* [PROBLEM DESCRIPTION]:
Return every line of the items below word for word, leaving out the pictures.

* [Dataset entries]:
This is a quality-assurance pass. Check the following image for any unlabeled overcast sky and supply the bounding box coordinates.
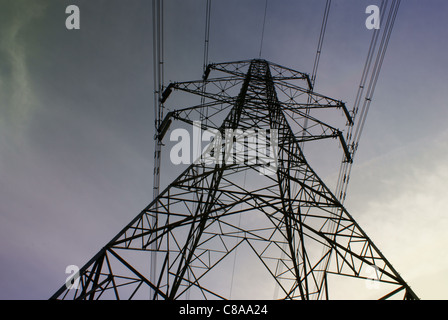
[0,0,448,299]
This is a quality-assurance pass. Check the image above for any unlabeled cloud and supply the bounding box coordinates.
[0,0,46,142]
[346,131,448,299]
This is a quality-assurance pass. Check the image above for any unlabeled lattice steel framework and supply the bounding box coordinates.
[52,59,417,300]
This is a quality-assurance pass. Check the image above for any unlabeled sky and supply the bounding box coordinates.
[0,0,448,299]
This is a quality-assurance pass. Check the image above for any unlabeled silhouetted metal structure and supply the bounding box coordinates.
[52,59,417,300]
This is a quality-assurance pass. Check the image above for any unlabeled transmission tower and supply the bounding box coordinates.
[52,59,417,300]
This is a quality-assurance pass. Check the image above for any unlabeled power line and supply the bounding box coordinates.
[258,0,268,58]
[336,0,401,203]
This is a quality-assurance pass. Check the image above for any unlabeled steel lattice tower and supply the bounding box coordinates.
[52,59,417,300]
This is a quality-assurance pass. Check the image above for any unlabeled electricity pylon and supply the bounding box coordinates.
[52,59,417,300]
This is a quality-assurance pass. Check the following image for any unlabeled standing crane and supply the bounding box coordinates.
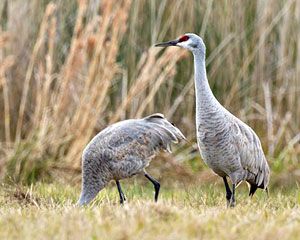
[155,33,270,207]
[78,113,185,206]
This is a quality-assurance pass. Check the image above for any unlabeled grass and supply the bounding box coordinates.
[0,181,300,240]
[0,0,300,183]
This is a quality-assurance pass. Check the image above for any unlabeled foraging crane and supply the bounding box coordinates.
[155,33,270,207]
[78,113,185,206]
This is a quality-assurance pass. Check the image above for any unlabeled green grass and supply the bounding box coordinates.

* [FULL OUTPUT]:
This is a quality-assurance pass. Check the following image for any unlabeled overcast sky and supply the bounding box coordinates.
[0,0,448,299]
This is a quality-assurance pass. Check the image above for any unlabeled cloud and supply the bounding box coordinates.
[0,0,46,142]
[346,131,448,299]
This is a quality-assurance pass. Check the image above for any unlabeled lattice steel framework and supply the bounding box coordinates.
[52,59,417,300]
This is a quality-assurance pass. Check the image above for any unlabeled sky and supply the bounding box coordinates.
[0,0,448,299]
This is a quality-assurance pass. Check the image above for any unlabeled silhouetted metal structure and supply the bounding box coordinates.
[52,59,417,300]
This is a quality-assurance pass. Check the image above for any unlabeled transmission tower and supply the bounding box coordinates.
[52,59,417,300]
This is a quality-assurance pass. Check the image above for any unlabeled power line and supply the bounding box coordinates.
[258,0,268,58]
[336,0,401,203]
This is a quality-assurance pass. Check the image above for any unlabeled steel lattice tower and supply the bounding box coordinates.
[52,59,417,300]
This is a quality-assurance pass. Check the image above for any unlabeled electricity pylon and supply the bounding box coordinates.
[52,59,417,300]
This is a quality-assurance pass. Check the following image for any unlabeled standing crane and supply the bounding box coordinates.
[155,33,270,207]
[78,113,185,206]
This is a quality-assurance pass. Check the image above for any unlabeled grass and supply the bounding box coordinates.
[0,181,300,240]
[0,0,300,183]
This is a quality-assurance pass. Check the image above for any unlabeled foraging crane and supply the bounding box coordinates.
[155,33,270,207]
[78,113,185,206]
This is a quality-assurance pass. Check the image above for any unlabeled green grass and supply the bounding box coordinates.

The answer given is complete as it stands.